読解用抜粋:

____

回答は各僧侶の個人的な意見で、仏教教義や宗派見解と異なることがあります。
多くの回答からあなたの人生を探してみてください。

前提により問うのでなく、前提から問う

ご相談拝読しました。
「私は無宗教で神様・仏様も全く信じていない」と言う人ほど実はある意味で「神仏」の存在を認めている、あるいは期待しているという面があるかもしれませんね。
そしてその時の「神仏」とは往々にして「自分の思う神仏」であって、その前提を疑わない。そしてその自分の握った前提と合わないこの現実の方を「神仏のせい」とか「神も仏もない」と嘆いたりする。
まずは「自分の思う神仏」理解はそのままにその前提にのっかって「神仏って本当にいるの?」と問うのでなく、「神仏って何なのだろう?」と自分の前提を疑ってみるところから真摯な問いが始まります。

是非過去の類似質問もご参考に。

「仏様っている?」
http://hasunoha.jp/questions/17372

「犯罪について」

____

保存データ:

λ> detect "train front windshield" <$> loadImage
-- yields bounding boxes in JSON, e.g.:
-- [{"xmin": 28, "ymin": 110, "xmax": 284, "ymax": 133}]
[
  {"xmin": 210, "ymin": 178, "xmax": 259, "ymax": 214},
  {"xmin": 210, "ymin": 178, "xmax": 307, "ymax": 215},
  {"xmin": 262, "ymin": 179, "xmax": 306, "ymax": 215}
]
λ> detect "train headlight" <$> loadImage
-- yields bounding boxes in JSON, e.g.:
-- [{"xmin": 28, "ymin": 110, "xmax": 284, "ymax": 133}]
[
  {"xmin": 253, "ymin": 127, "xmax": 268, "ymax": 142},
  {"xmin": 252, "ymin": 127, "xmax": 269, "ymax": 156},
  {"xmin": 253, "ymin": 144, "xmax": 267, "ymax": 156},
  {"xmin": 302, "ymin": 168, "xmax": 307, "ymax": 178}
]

____

作業指示:
a) 抜粋のうち「そしてその時の「神仏」とは」で始まる段落を、主な内容を残して一文にまとめてください。
b) 抜粋をもとに、次の問いに答えてください。
(i) 冒頭で、回答はどのようなものだと断られていますか。
(ii) 真摯な問いはどこから始まるとされていますか。
(iii) 参考として挙げられた過去の類似質問のうち、URLが添えられているものの題は何ですか。

解答例:
a) その「神仏」はしばしば自分の思う神仏であり、人はその前提を疑わないまま、前提と合わない現実を「神仏のせい」「神も仏もない」と嘆く。

b)
(i) 各僧侶の個人的な意見で、仏教教義や宗派見解と異なることがあるもの。
(ii) 「神仏って何なのだろう?」と自分の前提を疑ってみるところから。
(iii) 「仏様っている?」